Data for analysis:
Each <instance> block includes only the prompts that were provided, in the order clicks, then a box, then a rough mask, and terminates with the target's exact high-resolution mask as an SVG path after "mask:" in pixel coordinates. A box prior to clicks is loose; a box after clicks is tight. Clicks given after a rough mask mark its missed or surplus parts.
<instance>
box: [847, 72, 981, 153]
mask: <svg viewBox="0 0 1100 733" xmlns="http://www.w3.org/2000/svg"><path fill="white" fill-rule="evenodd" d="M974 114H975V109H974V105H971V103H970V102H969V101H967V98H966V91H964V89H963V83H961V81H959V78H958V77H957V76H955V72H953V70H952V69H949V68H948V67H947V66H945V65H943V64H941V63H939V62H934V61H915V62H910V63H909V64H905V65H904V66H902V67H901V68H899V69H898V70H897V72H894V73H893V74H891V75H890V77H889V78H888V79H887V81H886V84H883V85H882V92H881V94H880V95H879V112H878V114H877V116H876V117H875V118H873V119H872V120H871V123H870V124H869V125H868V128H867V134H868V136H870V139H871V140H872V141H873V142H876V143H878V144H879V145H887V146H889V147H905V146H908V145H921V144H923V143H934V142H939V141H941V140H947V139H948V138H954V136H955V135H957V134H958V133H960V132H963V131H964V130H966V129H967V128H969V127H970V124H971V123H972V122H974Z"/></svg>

---

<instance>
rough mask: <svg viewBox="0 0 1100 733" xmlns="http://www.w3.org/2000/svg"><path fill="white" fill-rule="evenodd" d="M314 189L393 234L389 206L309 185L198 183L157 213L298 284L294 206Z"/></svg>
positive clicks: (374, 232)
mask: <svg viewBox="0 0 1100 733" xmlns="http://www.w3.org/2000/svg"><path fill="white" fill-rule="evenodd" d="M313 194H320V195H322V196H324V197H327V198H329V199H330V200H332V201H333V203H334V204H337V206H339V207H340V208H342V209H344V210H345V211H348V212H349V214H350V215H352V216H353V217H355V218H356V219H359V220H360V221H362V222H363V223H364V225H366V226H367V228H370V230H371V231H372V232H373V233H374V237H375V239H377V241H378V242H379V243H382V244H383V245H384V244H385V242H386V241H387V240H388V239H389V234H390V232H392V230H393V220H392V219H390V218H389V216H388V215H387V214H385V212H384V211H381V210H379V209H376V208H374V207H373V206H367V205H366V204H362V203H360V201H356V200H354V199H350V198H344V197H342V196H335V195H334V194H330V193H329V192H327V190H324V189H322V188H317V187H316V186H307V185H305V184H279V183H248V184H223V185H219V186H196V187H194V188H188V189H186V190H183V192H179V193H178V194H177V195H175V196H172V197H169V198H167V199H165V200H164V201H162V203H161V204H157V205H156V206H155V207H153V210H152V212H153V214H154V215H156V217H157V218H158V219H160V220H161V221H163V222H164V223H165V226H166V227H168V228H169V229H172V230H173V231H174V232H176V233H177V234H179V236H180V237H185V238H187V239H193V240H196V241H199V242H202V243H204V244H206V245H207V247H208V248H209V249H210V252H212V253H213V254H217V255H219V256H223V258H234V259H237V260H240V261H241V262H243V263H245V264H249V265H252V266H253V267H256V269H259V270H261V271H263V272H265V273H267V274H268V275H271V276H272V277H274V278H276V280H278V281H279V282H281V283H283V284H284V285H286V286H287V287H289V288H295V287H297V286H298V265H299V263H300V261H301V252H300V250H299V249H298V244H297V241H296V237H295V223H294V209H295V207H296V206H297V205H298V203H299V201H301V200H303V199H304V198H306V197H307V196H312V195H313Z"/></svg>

Your assignment: Give the number of lines in the records that contain the string "rough", with no other output.

Solution to the exercise: 2